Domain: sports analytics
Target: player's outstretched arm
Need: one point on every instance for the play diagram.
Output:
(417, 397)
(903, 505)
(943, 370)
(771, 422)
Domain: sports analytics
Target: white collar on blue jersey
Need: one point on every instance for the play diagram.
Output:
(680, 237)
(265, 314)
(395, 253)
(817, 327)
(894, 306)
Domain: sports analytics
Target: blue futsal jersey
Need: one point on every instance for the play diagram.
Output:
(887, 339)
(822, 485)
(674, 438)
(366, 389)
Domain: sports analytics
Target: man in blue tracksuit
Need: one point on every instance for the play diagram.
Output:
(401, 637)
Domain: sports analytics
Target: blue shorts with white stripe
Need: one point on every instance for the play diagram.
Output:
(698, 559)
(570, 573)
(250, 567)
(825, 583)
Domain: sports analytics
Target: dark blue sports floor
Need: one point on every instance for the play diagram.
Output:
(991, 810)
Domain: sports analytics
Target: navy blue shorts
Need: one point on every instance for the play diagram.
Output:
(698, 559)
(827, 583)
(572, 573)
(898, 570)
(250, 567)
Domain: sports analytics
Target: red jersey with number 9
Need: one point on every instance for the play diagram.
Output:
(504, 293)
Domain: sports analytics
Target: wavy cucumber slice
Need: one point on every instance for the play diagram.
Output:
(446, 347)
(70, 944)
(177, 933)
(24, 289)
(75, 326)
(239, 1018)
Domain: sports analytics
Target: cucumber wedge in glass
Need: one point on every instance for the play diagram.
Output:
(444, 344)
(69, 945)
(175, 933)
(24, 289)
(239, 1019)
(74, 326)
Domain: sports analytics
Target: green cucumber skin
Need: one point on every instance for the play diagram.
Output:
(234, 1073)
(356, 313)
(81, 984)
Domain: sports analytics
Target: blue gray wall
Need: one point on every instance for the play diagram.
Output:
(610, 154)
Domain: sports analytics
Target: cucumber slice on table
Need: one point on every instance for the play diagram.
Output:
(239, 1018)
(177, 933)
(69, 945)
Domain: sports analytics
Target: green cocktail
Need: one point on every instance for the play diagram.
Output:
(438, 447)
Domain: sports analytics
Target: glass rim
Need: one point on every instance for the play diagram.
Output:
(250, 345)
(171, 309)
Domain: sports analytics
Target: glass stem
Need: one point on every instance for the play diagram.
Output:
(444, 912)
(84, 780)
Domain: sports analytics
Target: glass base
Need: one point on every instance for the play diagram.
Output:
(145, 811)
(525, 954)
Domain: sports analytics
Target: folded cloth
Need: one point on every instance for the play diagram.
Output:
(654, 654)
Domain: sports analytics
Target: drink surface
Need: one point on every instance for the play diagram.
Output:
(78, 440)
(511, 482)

————

Write an exact transcription of every entry above.

--- Worked solution ---
Domain: sports analytics
Target: player's outstretched arm
Need: one point on every instance for the play diagram.
Output:
(417, 397)
(903, 505)
(943, 370)
(771, 422)
Domain: sports analytics
Target: white collar on blue jersey
Need: one point on every instance for the play diagram.
Output:
(680, 237)
(265, 314)
(395, 253)
(817, 327)
(894, 306)
Domain: sports analytics
Target: blue futsal jersey
Need: one point on every instance for the play diagram.
Output:
(887, 339)
(822, 485)
(674, 438)
(366, 389)
Domain: sports analytics
Target: man in blue tracksuit
Need: one point on every instance for the play diagram.
Output:
(401, 637)
Domain: sports analytics
Target: blue shorts with white stripe
Need: one point on every instance for the play diagram.
Output:
(698, 559)
(570, 573)
(250, 567)
(825, 583)
Domain: sports analytics
Target: dark blue sports floor
Need: one point on every instance for the play diagram.
Output:
(991, 810)
Domain: sports analytics
Target: navy blue shorts
Need: one point on every instance for the play diagram.
Output:
(698, 559)
(827, 583)
(572, 573)
(898, 570)
(250, 567)
Domain: sports analytics
Target: red jersey with number 9
Need: one point on every instance for the play diagram.
Output:
(504, 293)
Domain: sports analytics
Target: wavy cucumber slice
Need: one point on every instance for the play diagram.
Output:
(446, 347)
(70, 944)
(177, 933)
(24, 289)
(75, 326)
(239, 1018)
Domain: sports analytics
Target: cucumber wedge in glass
Need: one point on every instance for the play diagram.
Output:
(444, 344)
(69, 945)
(175, 933)
(24, 289)
(239, 1019)
(74, 326)
Domain: sports analytics
Target: green cucumber skin
Need: one point on every instance for the play diagram.
Output:
(234, 1073)
(356, 313)
(81, 984)
Domain: sports analytics
Target: blue gray wall
Need: one point on every instance for the play diagram.
Output:
(610, 154)
Domain: sports analytics
Target: cucumber slice on table
Need: one point on every instance for the play diagram.
Output:
(239, 1018)
(177, 933)
(69, 945)
Domain: sports analytics
Target: green cocktail
Need: one point on every instance for the play diagram.
Output:
(438, 447)
Domain: sports analytics
Target: glass rim
Need: one point on every instance for the play diagram.
Output:
(250, 345)
(171, 309)
Domain: sports analytics
Target: glass stem
Need: one point on every instance for the play diagram.
Output:
(444, 912)
(84, 780)
Domain: sports analytics
Target: glass base
Need: one point on every instance for the play diagram.
Output:
(145, 811)
(525, 954)
Domain: sports analytics
Target: folded cloth
Need: one point on every instance for the play diagram.
Output:
(654, 654)
Domain: sports analytics
Target: drink surface
Need: one point on every instance for the play diagram.
Output:
(78, 440)
(511, 482)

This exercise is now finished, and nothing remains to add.